### STORED DATA
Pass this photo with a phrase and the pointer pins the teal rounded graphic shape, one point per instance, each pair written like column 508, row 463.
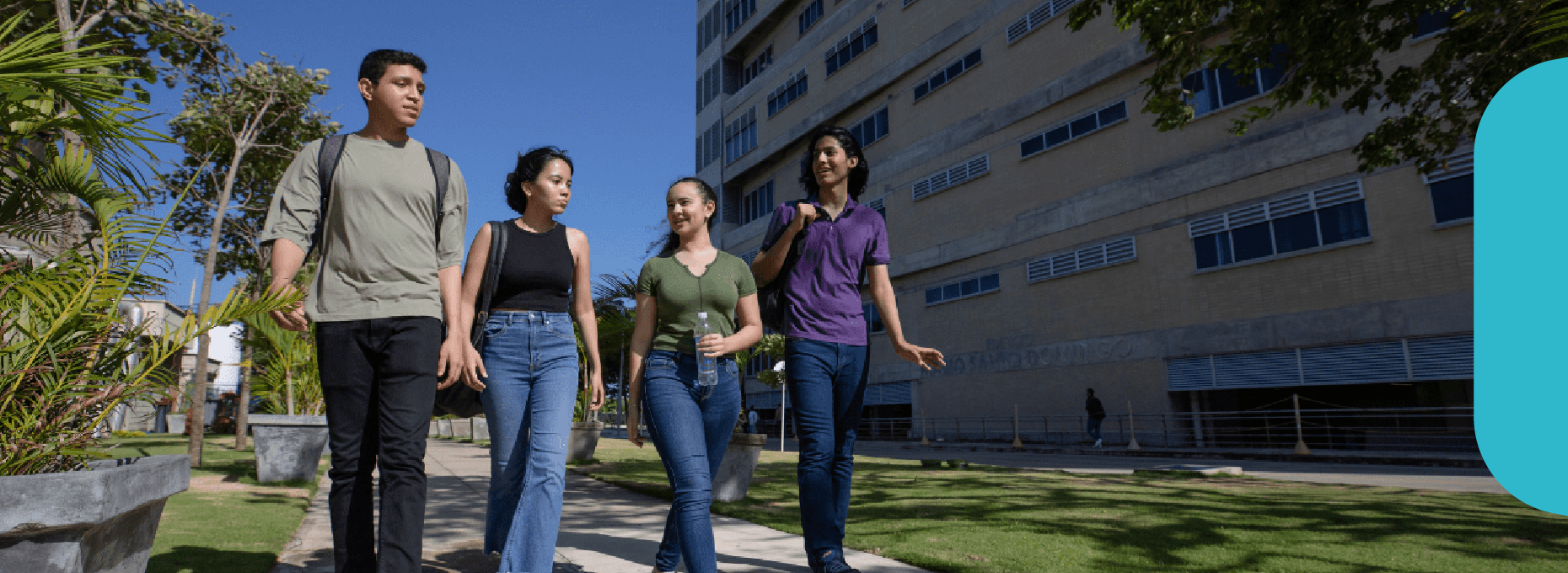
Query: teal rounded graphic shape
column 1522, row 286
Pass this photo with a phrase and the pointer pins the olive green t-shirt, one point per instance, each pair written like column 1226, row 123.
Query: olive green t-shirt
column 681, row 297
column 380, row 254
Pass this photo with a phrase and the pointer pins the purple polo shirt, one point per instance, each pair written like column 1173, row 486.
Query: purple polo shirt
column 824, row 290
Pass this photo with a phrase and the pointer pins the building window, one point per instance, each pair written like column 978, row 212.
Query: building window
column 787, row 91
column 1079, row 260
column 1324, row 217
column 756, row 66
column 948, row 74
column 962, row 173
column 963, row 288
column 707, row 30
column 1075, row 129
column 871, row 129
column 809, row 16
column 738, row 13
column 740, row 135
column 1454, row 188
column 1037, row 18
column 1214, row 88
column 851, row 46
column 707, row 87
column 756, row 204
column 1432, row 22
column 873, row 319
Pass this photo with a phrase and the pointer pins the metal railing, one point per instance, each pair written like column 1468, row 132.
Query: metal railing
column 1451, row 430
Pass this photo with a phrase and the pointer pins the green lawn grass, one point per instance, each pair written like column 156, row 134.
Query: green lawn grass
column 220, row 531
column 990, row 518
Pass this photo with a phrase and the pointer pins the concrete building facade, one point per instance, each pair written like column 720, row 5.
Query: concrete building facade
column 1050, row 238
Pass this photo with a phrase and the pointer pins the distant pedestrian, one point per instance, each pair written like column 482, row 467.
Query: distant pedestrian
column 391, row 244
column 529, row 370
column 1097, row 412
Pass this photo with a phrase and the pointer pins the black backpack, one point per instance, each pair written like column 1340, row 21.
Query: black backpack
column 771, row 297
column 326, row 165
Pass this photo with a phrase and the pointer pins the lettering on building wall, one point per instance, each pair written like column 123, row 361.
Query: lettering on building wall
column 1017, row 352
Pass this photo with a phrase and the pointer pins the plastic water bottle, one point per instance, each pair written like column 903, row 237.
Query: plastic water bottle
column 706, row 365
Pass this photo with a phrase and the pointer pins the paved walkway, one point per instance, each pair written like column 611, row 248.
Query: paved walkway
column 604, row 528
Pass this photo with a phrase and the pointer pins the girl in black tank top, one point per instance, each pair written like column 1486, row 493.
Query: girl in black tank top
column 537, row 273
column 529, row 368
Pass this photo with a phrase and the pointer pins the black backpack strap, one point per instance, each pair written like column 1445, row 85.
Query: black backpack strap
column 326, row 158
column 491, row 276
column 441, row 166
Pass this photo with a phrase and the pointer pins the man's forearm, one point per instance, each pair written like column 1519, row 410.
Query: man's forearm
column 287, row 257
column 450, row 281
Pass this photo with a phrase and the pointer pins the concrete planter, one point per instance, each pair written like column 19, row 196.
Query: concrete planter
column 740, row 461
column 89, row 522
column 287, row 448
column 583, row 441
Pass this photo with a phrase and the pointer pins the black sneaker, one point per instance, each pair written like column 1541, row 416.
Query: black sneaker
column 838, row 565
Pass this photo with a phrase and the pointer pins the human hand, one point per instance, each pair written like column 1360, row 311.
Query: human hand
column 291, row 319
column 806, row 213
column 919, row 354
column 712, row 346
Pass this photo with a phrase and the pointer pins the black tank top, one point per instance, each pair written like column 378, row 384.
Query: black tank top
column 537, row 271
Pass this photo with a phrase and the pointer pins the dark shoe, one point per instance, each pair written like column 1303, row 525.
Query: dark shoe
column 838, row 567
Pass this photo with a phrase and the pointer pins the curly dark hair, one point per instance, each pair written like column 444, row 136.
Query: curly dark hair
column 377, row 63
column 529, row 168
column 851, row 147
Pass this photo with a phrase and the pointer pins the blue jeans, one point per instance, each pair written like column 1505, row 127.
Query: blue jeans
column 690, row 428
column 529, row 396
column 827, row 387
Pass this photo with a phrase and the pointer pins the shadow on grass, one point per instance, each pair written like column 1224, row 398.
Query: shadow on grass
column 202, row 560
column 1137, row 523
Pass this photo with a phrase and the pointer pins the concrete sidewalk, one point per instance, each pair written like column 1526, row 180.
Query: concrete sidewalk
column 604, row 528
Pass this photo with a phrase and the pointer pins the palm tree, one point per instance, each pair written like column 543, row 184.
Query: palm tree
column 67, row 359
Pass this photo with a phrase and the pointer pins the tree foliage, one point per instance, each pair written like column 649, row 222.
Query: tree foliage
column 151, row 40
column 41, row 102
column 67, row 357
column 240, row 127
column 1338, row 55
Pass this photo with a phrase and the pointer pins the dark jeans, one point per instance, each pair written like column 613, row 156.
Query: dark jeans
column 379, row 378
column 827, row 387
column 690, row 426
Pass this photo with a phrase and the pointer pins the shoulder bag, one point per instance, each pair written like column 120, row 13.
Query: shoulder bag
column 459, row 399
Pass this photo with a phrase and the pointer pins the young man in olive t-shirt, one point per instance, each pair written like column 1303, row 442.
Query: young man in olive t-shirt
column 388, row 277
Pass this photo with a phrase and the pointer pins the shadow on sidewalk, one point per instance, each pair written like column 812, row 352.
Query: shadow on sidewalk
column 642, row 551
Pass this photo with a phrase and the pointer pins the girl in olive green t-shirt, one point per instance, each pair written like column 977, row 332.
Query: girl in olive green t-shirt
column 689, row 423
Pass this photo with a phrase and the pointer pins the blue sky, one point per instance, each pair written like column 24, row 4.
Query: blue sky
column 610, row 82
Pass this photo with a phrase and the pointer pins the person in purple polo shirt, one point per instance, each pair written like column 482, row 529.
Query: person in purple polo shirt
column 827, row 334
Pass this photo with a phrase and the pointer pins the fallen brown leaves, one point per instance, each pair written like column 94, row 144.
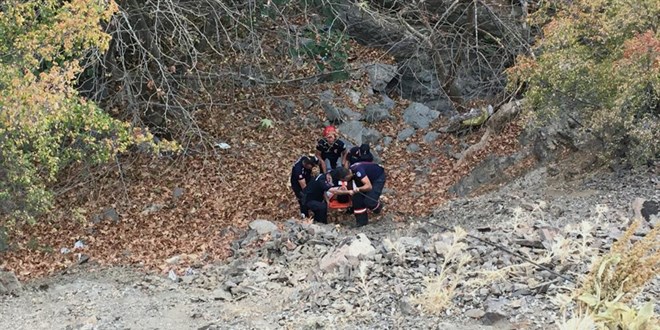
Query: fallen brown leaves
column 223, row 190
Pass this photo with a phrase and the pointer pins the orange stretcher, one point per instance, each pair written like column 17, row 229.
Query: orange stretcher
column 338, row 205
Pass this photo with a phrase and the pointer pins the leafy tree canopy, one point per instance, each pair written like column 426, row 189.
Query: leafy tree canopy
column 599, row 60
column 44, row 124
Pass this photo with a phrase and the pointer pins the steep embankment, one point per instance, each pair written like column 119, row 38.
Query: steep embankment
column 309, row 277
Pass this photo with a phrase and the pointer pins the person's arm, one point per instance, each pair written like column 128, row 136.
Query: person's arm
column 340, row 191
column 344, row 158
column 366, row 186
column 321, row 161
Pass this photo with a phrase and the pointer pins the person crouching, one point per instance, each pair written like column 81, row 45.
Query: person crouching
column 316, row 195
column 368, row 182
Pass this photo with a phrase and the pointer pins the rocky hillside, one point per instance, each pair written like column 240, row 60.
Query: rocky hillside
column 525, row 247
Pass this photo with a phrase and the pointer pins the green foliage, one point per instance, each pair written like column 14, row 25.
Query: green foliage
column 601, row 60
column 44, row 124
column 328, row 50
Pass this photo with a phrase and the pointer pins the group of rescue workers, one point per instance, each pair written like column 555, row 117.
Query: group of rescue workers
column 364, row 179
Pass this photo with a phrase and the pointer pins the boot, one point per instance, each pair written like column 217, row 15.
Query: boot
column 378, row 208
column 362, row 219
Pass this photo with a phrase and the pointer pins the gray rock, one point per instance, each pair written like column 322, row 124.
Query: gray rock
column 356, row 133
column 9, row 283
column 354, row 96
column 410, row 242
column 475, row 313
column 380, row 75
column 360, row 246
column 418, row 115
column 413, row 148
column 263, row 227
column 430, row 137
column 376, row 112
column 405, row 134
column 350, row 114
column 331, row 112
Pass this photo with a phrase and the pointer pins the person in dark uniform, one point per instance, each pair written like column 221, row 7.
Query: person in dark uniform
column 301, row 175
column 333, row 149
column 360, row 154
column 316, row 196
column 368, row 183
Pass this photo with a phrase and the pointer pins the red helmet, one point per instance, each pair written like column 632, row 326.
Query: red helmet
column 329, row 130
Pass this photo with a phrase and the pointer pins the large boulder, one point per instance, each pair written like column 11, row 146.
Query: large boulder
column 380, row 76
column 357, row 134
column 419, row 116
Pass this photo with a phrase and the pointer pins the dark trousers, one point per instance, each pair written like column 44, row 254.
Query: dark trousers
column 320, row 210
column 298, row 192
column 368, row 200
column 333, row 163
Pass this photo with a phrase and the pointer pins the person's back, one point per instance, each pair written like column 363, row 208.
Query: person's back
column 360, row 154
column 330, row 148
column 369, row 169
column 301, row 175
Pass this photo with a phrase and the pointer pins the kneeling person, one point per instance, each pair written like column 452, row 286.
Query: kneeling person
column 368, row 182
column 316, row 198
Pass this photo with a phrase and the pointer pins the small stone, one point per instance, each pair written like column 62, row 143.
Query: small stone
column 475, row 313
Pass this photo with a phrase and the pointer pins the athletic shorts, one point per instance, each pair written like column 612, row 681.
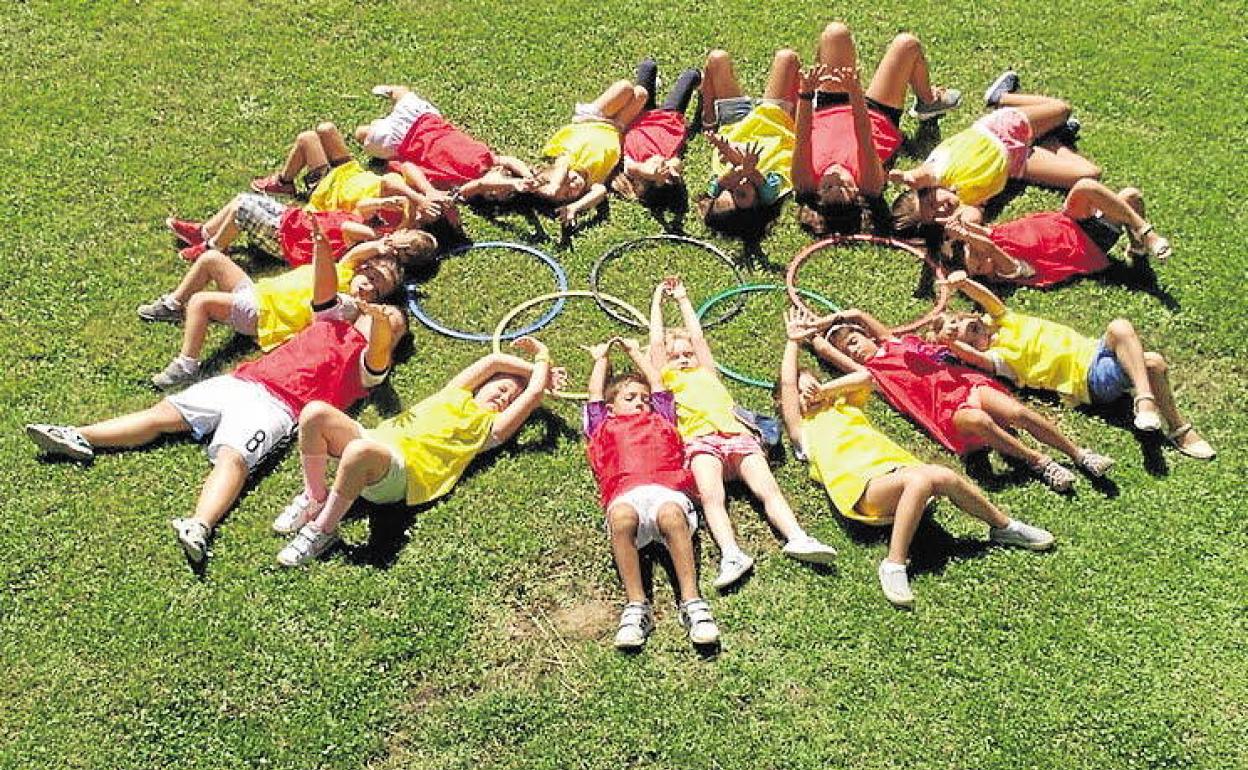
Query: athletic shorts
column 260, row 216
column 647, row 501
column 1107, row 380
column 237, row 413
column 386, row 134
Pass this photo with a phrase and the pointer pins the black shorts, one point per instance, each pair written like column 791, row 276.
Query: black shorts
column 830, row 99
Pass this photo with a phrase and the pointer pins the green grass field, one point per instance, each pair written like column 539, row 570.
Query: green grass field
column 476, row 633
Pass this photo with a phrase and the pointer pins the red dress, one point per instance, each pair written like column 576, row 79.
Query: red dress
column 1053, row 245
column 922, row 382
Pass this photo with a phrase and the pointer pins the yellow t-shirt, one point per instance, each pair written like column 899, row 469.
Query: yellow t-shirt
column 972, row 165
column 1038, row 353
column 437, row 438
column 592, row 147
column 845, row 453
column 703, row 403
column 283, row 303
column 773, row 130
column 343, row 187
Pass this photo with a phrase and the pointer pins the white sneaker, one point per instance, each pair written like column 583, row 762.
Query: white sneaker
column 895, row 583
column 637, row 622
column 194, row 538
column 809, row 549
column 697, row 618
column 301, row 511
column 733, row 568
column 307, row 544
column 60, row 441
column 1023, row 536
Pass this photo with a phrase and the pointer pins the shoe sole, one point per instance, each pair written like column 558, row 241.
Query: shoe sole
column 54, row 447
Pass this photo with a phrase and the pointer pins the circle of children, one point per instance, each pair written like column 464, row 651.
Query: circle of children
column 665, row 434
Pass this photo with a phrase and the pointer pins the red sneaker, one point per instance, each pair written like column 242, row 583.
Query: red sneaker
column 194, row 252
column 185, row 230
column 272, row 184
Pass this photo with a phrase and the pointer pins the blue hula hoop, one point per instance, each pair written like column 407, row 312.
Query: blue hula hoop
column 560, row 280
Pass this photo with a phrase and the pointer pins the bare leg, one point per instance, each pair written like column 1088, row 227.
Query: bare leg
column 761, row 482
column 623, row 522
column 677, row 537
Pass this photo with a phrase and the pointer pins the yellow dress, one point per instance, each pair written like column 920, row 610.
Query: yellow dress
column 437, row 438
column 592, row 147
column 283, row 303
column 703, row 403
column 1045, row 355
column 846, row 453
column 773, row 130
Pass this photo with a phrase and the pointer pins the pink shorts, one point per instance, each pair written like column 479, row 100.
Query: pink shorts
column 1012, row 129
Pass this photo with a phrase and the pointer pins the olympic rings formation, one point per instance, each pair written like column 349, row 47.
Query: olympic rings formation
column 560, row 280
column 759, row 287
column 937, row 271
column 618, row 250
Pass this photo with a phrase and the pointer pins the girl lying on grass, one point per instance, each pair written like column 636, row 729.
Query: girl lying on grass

### YOUR OBJECTIVE
Retype the lines of the entries from the one that contains "977, row 332." through the one that contains "column 610, row 82", keeping every character the same.

### ANSWER TO THIS PROBLEM
Pass this photo with a phrase and the pointer pins the girl in olive green t-shirt, one point per instance, each pair written like column 977, row 332.
Query: girl in olive green t-shirt
column 689, row 423
Pass this photo with a phrase and the pointer pins the blue sky, one point per instance, each pair written like column 24, row 4.
Query: blue sky
column 610, row 82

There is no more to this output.